Texto do exercício
Cinema: O Grande Hotel Budapeste

Roteiro de Wes Anderson surpreende, enquanto Ralph Fiennes dá um show em cena.

Roteiro de Wes Anderson surpreende, enquanto Ralph Fiennes dá um show em cena.

Muito se discute se Hollywood passa por uma crise de ideias. Não há como negar que nos últimos anos foram lançados uma enxurrada de sequências e remakes, na qual grande maioria foi desnecessária. Mas ainda bem que existem cineastas como Tarantino, Woody Allen, Nolan, Scorsese e Wes Anderson. Cineastas repletos de histórias interessantes e, em sua grande maioria, histórias originais.

Wes Anderson é o tipo de cineasta que faz filmes para poucos. Seus filmes não têm efeitos especiais de última geração, ou entre outras coisas de hoje em dia que alguns cineastas usam para tampar o buraco de um roteiro ruim. Muito pelo contrário, Wes Anderson tem um trato especial com o roteiro, no qual o faz leve e interessante o que torna a narrativa de seus filmes diferenciada de tão bem feita que é. A narrativa e o esmero e agilidade que usa em seus roteiros, lembra muito Woody Allen, que também é um diretor que possui essas qualidades.

Aqui Wes utiliza várias histórias dentro uma das outras. O longa aposta em uma montagem simples, porém perfeita para a história. Temos um velho escritor que vai narrando à história do tempo que ele viveu no hotel e conheceu o dono. O dono conta a história de como virou o proprietário do lugar. E é aí que entra a melhor parte do filme, quando nos deparamos com M. Gustave (Ralph Fiennes), concierge do hotel e Zero (Tony Revolori), um empregado novato. Wes foca bastante na amizade dos dois, conforme vai nascendo e se tornando verdadeira depois de todas as histórias que os dois passam, principalmente depois que Gustave recebe uma herança misteriosa de um senhora rica, onde os familiares dela farão todo o possível para que ele não receba.

Entradas de dados armazenados:
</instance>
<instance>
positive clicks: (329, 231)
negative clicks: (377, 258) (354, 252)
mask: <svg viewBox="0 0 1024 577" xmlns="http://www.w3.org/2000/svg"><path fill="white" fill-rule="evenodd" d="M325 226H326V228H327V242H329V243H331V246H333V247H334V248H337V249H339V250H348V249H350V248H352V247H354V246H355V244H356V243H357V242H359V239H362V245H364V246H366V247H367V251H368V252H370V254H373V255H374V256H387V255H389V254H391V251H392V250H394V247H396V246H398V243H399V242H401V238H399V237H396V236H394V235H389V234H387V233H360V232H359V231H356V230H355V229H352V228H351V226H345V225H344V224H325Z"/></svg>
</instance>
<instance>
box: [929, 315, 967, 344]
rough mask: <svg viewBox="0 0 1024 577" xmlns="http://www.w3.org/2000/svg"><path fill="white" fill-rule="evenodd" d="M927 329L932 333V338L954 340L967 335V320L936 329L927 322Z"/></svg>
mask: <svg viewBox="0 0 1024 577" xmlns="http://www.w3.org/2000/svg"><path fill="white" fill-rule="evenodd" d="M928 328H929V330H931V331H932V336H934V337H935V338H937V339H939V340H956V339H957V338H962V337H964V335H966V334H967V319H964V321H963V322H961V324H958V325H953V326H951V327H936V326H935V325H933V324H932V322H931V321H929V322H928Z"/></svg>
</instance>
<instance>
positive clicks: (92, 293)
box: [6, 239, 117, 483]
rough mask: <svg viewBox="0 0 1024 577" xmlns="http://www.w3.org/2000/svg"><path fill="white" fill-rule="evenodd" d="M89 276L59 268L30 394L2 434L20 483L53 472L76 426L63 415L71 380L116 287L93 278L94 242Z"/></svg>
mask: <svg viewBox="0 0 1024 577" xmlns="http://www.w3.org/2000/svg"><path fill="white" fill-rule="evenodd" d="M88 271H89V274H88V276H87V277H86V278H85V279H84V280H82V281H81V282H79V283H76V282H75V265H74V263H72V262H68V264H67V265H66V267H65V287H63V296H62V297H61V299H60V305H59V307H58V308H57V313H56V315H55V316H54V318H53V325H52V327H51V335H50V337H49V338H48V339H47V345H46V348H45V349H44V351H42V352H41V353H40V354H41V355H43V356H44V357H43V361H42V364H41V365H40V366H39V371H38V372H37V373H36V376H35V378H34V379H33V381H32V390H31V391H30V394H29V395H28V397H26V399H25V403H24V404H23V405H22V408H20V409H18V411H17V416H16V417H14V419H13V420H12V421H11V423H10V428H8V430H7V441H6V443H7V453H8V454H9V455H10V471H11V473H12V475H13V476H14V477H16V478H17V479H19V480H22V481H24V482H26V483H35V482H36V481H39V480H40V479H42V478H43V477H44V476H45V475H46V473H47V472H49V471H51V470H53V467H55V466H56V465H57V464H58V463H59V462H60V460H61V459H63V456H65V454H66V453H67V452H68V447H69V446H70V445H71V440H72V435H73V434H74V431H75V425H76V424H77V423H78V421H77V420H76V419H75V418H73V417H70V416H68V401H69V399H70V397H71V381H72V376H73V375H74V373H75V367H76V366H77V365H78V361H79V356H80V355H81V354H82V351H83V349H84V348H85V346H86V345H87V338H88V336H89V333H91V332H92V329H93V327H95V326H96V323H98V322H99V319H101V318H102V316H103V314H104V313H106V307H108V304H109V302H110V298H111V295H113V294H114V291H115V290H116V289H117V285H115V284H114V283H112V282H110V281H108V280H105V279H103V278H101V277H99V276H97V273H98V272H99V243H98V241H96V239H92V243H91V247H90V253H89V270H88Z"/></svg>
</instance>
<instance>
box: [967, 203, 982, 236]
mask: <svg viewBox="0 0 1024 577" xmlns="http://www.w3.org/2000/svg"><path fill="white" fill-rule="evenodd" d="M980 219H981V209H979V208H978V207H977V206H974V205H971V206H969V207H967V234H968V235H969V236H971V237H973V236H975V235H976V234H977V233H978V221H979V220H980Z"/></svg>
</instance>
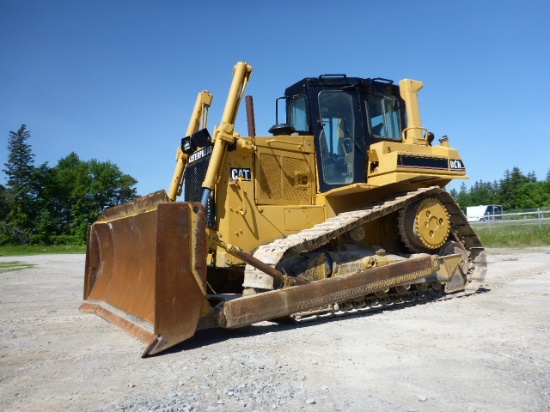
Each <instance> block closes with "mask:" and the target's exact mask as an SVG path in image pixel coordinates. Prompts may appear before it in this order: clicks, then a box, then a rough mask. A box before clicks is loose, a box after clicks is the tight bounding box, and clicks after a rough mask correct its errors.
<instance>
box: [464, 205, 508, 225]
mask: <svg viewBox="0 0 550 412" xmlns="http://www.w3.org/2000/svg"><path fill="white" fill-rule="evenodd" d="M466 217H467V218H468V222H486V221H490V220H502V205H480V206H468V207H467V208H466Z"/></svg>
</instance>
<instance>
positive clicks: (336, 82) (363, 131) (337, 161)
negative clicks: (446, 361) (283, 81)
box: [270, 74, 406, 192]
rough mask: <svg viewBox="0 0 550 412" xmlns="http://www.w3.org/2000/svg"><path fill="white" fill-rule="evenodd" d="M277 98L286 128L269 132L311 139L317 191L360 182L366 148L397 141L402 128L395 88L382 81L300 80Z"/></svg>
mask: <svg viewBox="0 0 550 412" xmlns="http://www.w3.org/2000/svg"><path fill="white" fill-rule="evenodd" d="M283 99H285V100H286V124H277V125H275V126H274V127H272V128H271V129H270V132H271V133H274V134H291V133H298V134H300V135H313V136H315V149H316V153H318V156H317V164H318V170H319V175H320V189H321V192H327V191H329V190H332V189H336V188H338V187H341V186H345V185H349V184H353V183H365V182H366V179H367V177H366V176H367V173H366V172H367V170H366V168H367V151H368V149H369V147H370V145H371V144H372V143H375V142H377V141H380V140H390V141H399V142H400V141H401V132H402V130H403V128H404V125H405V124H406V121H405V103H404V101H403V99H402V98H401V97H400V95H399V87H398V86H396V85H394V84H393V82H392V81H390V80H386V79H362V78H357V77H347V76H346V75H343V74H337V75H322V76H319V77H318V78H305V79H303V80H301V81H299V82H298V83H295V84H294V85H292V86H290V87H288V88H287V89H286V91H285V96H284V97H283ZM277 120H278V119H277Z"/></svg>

Usando as informações
1) Digite novamente o trecho da crítica sobre O Grande Hotel Budapeste que começa em "Cinema: O Grande" e segue até "maioria, histórias originais.".
2) Escreva o que vem depois do fim da crítica sobre O Grande Hotel Budapeste, dando continuidade ao texto.
Não é preciso consultar os dados para estas tarefas.

Respostas às tarefas
1)
Cinema: O Grande Hotel Budapeste

Roteiro de Wes Anderson surpreende, enquanto Ralph Fiennes dá um show em cena.

Roteiro de Wes Anderson surpreende, enquanto Ralph Fiennes dá um show em cena.

Muito se discute se Hollywood passa por uma crise de ideias. Não há como negar que nos últimos anos foram lançados uma enxurrada de sequências e remakes, na qual grande maioria foi desnecessária. Mas ainda bem que existem cineastas como Tarantino, Woody Allen, Nolan, Scorsese e Wes Anderson. Cineastas repletos de histórias interessantes e, em sua grande maioria, histórias originais.

2)
O elenco do filme é incrível. Ralph Fiennes está soberbo em cena. Ralph nos entrega um personagem misterioso e interessante. Em cada cena Ralph nos mostra que é realmente um ator completo, capaz de fazer qualquer coisa. Uma das melhores atuações do ano. Tony Revolori nos encanta com sua simplicidade e a química com Ralph faz com que a sua atuação seja ótima. O longa recheado de grandes nomes, ainda conta com Adrien Brody, Edward Norton, Jude Law, Tom Wilkinson, Saoirse Ronan, Owen Wilson, Tilda Swinton, Jeff Goldblum e Willem Dafoe. Willem que, inclusive, interpreta um vilão assustador que lembra muito os vilões de filmes das décadas passadas. Incrível como Willem Dafoe está ótimo no papel, é nítido como o ator se divertiu fazendo o personagem.

Wes Anderson também comprova que a estética de seus filmes são primorosas. Aqui temos uma direção de arte impressionante, tamanha a beleza de figurinos e ambientações da época que a história se passa. A trilha sonora de Alexandre Desplat é fantástica. Desplat transita perfeitamente do delicado, ao terror, a comédia em sua trilha. Enfim, o cuidado de Wes Anderson em todos os pontos do filme é notório.

Apesar do nome do hotel ser o título do filme, o hotel é o coadjuvante na história. Wes entrega um filme sobre personagens interessantíssimos, que se desenvolvem de maneira tão natural, quanto as linhas do roteiro de Wes ou as melodias de Desplat. Um dos melhores do ano.

Nota 9

The Grand Budapest Hotel, 2014. Direção: Wes Anderson. Com: Ralph Fiennes, Tony Revolori, Adrien Brody, Willem Dafoe, Jeff Goldblum, Harvey Keitel, Jude Law, Bill Murray, Edward Norton, Saoirse Ronan, Jason Schwartzman, Tilda Swinton, Tom Wilkinson. 100 Min. Aventura.